WRITTEN TASK:
Return every line of the material below that contains the word "stool".

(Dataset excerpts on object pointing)
━━━━
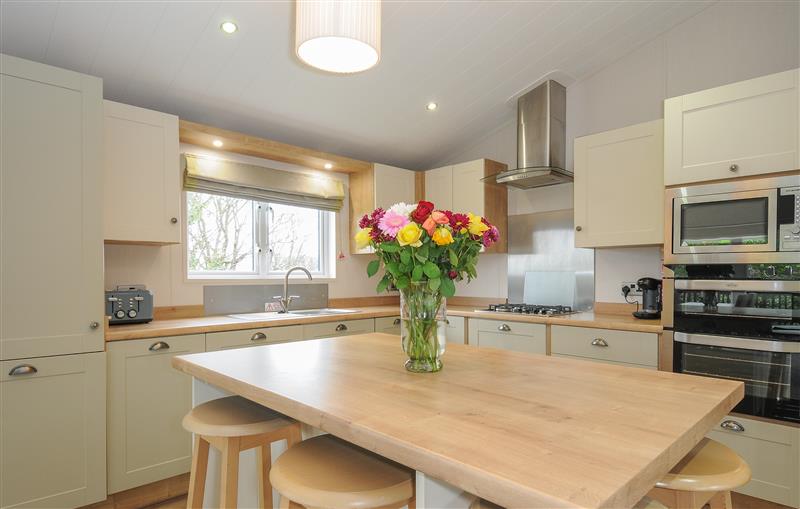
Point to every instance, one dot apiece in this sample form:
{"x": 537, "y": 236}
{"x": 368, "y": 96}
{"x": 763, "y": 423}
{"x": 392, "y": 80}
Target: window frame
{"x": 262, "y": 256}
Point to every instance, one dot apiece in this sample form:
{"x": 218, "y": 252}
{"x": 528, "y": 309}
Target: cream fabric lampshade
{"x": 342, "y": 36}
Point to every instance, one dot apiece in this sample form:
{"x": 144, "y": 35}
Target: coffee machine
{"x": 651, "y": 298}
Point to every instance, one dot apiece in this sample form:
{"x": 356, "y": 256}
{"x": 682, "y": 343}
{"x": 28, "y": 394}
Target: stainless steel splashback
{"x": 543, "y": 261}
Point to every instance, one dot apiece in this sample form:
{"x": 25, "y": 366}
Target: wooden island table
{"x": 518, "y": 429}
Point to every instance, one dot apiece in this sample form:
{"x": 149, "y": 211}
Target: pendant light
{"x": 340, "y": 36}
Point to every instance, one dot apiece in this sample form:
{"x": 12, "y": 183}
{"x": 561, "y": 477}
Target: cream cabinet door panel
{"x": 750, "y": 127}
{"x": 468, "y": 187}
{"x": 773, "y": 453}
{"x": 393, "y": 185}
{"x": 619, "y": 187}
{"x": 142, "y": 175}
{"x": 147, "y": 401}
{"x": 53, "y": 440}
{"x": 51, "y": 247}
{"x": 439, "y": 187}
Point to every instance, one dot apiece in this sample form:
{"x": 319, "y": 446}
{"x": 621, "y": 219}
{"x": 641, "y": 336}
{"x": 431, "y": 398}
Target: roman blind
{"x": 241, "y": 180}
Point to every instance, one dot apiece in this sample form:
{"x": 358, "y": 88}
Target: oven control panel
{"x": 789, "y": 219}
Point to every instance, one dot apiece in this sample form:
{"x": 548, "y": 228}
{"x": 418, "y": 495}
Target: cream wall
{"x": 728, "y": 42}
{"x": 162, "y": 268}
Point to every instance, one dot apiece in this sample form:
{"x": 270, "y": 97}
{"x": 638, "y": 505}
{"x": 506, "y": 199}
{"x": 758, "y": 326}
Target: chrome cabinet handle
{"x": 159, "y": 345}
{"x": 23, "y": 369}
{"x": 732, "y": 426}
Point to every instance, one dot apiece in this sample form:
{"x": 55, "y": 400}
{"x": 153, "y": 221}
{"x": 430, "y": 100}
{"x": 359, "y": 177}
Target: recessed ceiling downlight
{"x": 339, "y": 37}
{"x": 228, "y": 27}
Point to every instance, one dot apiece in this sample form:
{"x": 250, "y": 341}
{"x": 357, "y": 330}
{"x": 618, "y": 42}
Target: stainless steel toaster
{"x": 129, "y": 304}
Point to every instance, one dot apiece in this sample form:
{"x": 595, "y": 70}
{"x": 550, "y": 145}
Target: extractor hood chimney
{"x": 541, "y": 139}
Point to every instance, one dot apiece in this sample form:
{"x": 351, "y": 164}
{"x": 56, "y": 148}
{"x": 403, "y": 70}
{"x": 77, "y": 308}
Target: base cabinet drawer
{"x": 521, "y": 337}
{"x": 626, "y": 347}
{"x": 53, "y": 440}
{"x": 252, "y": 337}
{"x": 342, "y": 328}
{"x": 388, "y": 325}
{"x": 773, "y": 453}
{"x": 147, "y": 399}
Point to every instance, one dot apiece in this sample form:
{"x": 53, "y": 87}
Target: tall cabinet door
{"x": 142, "y": 174}
{"x": 439, "y": 187}
{"x": 51, "y": 246}
{"x": 53, "y": 440}
{"x": 619, "y": 187}
{"x": 147, "y": 399}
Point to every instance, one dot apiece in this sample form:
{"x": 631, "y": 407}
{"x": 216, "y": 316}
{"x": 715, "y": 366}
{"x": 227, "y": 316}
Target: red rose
{"x": 423, "y": 210}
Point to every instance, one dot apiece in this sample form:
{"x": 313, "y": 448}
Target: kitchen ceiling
{"x": 469, "y": 57}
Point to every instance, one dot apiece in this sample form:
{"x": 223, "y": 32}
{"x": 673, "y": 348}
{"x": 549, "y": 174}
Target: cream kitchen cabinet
{"x": 382, "y": 187}
{"x": 519, "y": 336}
{"x": 619, "y": 187}
{"x": 460, "y": 188}
{"x": 638, "y": 349}
{"x": 252, "y": 337}
{"x": 51, "y": 247}
{"x": 341, "y": 328}
{"x": 142, "y": 176}
{"x": 744, "y": 128}
{"x": 53, "y": 444}
{"x": 147, "y": 399}
{"x": 773, "y": 453}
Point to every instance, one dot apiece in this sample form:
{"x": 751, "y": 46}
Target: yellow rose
{"x": 442, "y": 237}
{"x": 363, "y": 238}
{"x": 476, "y": 226}
{"x": 410, "y": 235}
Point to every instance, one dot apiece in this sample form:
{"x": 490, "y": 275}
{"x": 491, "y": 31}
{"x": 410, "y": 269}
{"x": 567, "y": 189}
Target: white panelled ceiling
{"x": 471, "y": 57}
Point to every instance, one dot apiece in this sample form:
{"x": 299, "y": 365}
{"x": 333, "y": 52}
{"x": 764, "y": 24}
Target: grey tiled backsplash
{"x": 226, "y": 299}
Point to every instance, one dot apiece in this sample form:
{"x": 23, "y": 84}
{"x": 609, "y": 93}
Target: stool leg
{"x": 197, "y": 477}
{"x": 264, "y": 463}
{"x": 229, "y": 480}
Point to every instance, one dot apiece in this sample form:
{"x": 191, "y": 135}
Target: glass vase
{"x": 422, "y": 327}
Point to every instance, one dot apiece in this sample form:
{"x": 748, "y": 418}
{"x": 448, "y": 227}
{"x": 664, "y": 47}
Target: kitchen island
{"x": 518, "y": 429}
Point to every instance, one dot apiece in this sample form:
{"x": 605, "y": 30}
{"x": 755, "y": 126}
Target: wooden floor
{"x": 739, "y": 502}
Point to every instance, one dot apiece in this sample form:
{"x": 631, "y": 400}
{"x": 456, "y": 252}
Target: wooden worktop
{"x": 204, "y": 324}
{"x": 518, "y": 429}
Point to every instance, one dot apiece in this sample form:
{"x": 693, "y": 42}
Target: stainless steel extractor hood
{"x": 541, "y": 139}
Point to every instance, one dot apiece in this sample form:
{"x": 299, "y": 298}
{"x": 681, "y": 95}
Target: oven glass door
{"x": 731, "y": 222}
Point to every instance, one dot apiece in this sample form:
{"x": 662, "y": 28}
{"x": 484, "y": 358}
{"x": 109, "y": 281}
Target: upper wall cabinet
{"x": 142, "y": 176}
{"x": 619, "y": 187}
{"x": 745, "y": 128}
{"x": 460, "y": 187}
{"x": 383, "y": 186}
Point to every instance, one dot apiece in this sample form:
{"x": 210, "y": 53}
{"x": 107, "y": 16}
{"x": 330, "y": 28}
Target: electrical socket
{"x": 635, "y": 290}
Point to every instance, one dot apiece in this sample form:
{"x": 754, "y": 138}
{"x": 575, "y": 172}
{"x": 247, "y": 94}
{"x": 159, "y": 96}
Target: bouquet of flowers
{"x": 424, "y": 251}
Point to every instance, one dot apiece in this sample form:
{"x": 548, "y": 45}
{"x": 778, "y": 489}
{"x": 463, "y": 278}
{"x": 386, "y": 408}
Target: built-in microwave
{"x": 744, "y": 221}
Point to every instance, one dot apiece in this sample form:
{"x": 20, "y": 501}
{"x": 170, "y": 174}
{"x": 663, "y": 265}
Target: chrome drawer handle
{"x": 159, "y": 345}
{"x": 23, "y": 369}
{"x": 732, "y": 426}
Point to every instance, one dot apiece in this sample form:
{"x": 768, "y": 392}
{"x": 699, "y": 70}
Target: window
{"x": 233, "y": 238}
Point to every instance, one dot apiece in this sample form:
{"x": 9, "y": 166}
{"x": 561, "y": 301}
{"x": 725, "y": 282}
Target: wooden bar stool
{"x": 707, "y": 475}
{"x": 232, "y": 425}
{"x": 325, "y": 472}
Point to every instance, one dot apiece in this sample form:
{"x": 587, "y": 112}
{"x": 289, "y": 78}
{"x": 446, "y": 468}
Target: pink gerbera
{"x": 391, "y": 223}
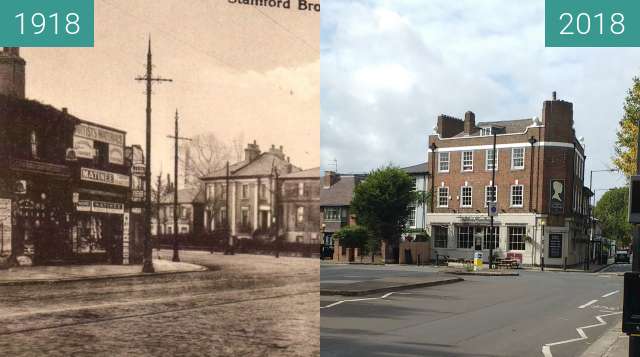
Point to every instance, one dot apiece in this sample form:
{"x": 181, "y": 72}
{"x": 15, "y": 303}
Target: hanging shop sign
{"x": 83, "y": 147}
{"x": 125, "y": 238}
{"x": 5, "y": 226}
{"x": 109, "y": 178}
{"x": 557, "y": 197}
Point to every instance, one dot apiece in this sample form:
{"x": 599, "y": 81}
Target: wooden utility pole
{"x": 147, "y": 262}
{"x": 176, "y": 137}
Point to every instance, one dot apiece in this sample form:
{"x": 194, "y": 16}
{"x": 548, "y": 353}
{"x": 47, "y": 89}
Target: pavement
{"x": 52, "y": 274}
{"x": 535, "y": 314}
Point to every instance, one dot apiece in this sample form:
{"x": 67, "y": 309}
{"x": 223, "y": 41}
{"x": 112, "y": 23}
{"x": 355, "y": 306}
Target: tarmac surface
{"x": 534, "y": 314}
{"x": 244, "y": 306}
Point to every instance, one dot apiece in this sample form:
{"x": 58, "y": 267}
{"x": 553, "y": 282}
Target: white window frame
{"x": 411, "y": 222}
{"x": 523, "y": 243}
{"x": 440, "y": 161}
{"x": 521, "y": 196}
{"x": 486, "y": 195}
{"x": 440, "y": 196}
{"x": 462, "y": 196}
{"x": 513, "y": 166}
{"x": 462, "y": 160}
{"x": 495, "y": 160}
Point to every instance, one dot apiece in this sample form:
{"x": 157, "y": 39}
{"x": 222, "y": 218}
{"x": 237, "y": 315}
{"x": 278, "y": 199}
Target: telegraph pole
━━━━
ANSWER TO THE EXERCISE:
Target: stool leg
Target: wooden bar stool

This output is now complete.